Work order: Reproduce the lines below exactly, starting at the one containing "tank. Return only the coordinates." and stopping at the final line.

Task data Start Marker

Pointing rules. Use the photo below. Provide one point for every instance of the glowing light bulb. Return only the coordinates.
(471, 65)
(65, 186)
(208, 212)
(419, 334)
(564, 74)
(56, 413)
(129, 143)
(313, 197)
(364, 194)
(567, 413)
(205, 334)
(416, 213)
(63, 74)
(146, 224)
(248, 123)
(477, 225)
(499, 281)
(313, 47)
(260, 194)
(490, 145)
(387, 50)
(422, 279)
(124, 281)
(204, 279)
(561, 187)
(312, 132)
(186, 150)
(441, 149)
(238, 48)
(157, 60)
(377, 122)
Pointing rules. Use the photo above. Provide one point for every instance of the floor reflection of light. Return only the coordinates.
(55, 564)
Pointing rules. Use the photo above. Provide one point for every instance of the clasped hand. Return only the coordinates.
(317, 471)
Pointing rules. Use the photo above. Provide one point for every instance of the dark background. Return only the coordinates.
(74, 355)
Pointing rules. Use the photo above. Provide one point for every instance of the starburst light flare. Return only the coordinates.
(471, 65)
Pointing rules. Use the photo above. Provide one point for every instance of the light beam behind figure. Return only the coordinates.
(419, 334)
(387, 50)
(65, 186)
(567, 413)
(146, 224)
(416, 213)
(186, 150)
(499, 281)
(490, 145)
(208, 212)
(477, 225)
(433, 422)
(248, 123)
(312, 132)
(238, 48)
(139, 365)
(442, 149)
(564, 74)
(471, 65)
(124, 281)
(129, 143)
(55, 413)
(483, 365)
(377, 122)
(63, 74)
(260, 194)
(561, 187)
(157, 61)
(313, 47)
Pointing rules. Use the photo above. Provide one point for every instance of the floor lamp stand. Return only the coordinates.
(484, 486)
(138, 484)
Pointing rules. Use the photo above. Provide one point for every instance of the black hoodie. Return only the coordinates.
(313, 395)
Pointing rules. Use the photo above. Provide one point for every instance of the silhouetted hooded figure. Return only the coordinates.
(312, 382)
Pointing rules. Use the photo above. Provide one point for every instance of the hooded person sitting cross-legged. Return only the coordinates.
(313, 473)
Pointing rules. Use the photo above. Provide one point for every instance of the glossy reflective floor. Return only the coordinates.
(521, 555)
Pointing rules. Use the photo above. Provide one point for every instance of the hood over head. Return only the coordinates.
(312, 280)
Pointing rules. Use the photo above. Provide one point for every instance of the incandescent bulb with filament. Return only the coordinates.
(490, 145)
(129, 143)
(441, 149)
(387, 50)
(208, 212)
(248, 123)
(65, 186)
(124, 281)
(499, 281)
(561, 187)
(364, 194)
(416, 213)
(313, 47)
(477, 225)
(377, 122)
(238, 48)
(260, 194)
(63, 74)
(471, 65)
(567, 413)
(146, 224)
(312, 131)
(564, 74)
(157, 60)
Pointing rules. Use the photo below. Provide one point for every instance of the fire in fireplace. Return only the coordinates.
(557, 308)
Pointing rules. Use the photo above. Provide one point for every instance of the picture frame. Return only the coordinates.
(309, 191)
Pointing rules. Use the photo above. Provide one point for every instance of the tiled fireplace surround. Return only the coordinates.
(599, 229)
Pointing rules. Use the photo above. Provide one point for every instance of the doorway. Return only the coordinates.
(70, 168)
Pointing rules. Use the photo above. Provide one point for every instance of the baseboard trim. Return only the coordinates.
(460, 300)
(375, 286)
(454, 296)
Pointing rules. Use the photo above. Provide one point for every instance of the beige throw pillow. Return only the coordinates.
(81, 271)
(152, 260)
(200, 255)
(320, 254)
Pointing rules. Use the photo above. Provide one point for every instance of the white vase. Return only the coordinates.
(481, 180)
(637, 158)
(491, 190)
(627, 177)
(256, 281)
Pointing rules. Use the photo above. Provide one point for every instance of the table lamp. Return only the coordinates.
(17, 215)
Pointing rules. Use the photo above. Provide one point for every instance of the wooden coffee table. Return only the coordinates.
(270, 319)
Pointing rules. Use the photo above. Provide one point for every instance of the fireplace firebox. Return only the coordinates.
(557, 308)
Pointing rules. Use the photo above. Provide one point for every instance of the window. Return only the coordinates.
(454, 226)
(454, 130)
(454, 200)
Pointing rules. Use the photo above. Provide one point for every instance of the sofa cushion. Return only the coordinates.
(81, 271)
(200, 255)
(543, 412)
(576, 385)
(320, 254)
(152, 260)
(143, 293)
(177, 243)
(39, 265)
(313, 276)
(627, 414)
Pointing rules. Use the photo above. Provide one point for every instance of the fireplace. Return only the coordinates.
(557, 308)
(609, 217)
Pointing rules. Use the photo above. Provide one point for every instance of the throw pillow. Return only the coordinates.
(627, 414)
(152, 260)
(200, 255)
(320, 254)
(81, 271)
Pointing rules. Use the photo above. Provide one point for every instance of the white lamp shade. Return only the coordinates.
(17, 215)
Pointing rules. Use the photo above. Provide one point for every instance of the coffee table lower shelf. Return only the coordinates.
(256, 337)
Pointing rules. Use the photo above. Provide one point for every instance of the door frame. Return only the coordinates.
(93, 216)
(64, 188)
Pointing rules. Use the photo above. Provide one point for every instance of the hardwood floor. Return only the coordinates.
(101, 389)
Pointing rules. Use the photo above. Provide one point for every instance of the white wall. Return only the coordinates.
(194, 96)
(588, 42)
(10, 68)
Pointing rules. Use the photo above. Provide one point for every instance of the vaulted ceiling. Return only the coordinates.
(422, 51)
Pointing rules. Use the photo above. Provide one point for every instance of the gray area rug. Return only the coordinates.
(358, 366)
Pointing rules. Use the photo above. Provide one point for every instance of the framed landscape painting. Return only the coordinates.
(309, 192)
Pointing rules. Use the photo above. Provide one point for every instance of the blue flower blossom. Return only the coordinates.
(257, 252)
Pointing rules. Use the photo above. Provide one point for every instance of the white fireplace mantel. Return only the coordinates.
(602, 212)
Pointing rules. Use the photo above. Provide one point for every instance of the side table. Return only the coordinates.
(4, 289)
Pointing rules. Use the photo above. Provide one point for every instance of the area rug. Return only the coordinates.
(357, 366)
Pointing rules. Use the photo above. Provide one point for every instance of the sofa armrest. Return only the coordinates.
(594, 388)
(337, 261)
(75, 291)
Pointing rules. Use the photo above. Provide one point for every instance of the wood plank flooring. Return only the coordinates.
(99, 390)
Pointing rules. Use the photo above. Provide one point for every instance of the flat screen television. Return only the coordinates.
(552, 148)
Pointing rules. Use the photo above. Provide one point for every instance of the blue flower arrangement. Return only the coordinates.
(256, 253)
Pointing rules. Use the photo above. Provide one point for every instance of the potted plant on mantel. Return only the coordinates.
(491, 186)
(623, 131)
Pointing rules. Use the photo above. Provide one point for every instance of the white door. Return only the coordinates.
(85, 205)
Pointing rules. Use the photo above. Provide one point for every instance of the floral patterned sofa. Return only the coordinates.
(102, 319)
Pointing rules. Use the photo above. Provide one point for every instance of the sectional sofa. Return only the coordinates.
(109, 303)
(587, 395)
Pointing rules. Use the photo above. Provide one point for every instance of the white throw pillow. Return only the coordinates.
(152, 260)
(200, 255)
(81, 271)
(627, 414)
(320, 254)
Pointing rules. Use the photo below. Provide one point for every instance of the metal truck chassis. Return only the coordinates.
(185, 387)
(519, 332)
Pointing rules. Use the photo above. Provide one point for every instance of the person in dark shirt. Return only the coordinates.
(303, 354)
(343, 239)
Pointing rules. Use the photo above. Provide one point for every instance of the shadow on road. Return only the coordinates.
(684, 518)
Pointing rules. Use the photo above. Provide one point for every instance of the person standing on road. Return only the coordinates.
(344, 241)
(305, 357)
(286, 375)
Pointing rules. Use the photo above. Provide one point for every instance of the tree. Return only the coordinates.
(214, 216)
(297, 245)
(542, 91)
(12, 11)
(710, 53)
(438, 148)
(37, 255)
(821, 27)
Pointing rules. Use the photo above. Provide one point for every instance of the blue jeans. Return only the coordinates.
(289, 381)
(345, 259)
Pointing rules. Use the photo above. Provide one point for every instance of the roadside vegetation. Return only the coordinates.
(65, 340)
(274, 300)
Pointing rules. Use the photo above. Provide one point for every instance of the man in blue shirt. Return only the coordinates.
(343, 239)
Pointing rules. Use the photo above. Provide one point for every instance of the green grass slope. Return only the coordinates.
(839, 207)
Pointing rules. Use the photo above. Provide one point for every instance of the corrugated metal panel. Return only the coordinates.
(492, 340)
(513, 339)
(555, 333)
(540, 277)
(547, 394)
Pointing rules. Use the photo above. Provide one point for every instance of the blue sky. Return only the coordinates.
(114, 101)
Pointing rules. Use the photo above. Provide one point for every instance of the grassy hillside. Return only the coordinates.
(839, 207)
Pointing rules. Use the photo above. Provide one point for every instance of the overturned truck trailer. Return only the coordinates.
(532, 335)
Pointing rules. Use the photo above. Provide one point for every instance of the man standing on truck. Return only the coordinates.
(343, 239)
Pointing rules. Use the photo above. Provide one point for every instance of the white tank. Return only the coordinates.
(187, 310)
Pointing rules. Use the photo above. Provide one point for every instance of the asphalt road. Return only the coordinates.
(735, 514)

Task data End Marker

Task result:
Pointing rules. Use the photo above. Provide one point for every instance of the white tank. Return only the coordinates.
(187, 310)
Pointing rules. Use the photo above. Provide one point for every instance of the asphalt road. Return only the coordinates.
(735, 514)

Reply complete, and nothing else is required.